### SUPPLIED MATERIAL
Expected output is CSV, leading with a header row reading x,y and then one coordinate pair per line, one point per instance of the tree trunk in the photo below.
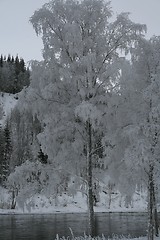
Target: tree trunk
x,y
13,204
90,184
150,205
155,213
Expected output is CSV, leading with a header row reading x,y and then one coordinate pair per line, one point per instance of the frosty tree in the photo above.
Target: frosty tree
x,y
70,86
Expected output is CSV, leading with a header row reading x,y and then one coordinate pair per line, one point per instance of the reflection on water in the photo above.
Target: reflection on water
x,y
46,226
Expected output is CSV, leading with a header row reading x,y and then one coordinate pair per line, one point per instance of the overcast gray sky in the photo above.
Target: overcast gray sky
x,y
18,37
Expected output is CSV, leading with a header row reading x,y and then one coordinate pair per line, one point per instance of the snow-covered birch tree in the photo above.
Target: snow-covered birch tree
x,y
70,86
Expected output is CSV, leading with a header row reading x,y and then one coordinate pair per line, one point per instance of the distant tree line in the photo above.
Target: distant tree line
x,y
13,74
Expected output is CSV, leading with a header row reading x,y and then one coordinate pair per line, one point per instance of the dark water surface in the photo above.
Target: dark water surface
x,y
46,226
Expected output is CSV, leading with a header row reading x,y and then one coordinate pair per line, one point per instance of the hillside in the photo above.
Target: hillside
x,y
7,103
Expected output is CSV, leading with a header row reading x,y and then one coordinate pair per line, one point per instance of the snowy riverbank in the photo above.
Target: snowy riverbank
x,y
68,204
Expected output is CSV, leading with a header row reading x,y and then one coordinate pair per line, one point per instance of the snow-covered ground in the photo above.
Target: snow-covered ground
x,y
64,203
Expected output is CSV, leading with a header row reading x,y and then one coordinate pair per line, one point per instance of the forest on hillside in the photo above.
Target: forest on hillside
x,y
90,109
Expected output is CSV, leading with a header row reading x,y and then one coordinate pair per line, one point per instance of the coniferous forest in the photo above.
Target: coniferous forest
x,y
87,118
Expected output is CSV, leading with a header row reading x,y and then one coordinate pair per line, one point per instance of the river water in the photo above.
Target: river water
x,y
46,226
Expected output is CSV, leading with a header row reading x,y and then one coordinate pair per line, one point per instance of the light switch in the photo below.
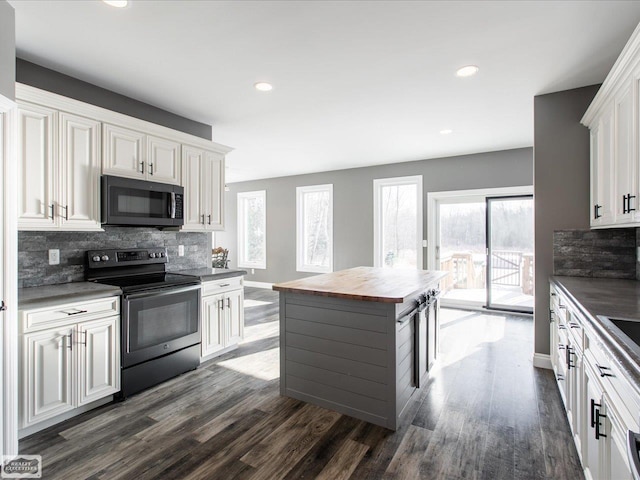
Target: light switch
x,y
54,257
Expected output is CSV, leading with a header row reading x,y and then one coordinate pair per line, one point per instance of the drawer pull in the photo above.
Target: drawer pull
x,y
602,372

### THE TASK
In the entries above, find each line that has the word "below". Copy it.

### YOUR RESPONSE
Expected output is CSV, leading with a header row reading x,y and then one coordinate pair per line, one point per instance of the tree trunk in the photo below.
Expected output is CSV, leading with a header row reading x,y and then one coordinate pair per line, one point per instance of the light switch in the photo below.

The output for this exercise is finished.